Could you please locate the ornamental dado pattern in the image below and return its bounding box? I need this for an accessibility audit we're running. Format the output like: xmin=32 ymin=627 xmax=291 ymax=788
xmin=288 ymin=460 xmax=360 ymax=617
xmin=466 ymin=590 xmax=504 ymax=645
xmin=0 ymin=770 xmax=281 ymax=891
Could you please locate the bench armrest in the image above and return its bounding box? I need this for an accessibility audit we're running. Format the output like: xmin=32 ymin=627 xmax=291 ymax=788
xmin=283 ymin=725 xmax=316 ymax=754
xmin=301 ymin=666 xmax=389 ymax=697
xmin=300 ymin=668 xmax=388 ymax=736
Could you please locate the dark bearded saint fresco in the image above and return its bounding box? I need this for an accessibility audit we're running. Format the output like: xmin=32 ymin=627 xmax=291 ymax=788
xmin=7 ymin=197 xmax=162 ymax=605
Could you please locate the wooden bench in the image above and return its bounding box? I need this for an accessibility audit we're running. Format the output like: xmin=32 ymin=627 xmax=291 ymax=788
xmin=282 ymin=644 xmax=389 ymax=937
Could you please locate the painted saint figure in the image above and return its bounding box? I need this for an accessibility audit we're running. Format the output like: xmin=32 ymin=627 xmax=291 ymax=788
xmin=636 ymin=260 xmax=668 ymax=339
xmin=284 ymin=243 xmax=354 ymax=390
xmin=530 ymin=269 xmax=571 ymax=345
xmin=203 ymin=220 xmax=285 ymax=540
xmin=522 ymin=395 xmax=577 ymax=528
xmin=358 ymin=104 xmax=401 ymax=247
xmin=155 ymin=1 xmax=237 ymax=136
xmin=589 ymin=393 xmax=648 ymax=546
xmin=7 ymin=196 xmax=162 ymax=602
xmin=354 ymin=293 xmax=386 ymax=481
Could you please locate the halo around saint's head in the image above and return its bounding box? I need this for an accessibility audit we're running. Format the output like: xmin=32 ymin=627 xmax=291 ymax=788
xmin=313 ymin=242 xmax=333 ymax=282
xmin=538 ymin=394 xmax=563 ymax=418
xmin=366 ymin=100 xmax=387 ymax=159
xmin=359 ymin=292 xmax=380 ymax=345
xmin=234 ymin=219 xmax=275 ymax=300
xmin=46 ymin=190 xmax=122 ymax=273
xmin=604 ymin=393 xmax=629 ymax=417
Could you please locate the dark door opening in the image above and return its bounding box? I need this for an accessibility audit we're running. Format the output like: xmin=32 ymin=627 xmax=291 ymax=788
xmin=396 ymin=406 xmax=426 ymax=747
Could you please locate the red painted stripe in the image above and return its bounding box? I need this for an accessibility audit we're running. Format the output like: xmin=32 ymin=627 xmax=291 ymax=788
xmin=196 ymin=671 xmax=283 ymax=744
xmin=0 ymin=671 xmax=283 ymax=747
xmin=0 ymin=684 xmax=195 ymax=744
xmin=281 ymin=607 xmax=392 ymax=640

------------------------------

Task item - Your answer must be the lines from the one that contains "Could you please locate the red" through the last line of the entries above, copied exactly, with no other lines.

Answer area -
Could you please locate the red painted stripe in the image above and return its bounding box? I need this for an accessibility audit we're running. Format the output like: xmin=32 ymin=627 xmax=291 ymax=788
xmin=196 ymin=671 xmax=283 ymax=744
xmin=0 ymin=671 xmax=283 ymax=747
xmin=0 ymin=684 xmax=195 ymax=744
xmin=281 ymin=607 xmax=392 ymax=640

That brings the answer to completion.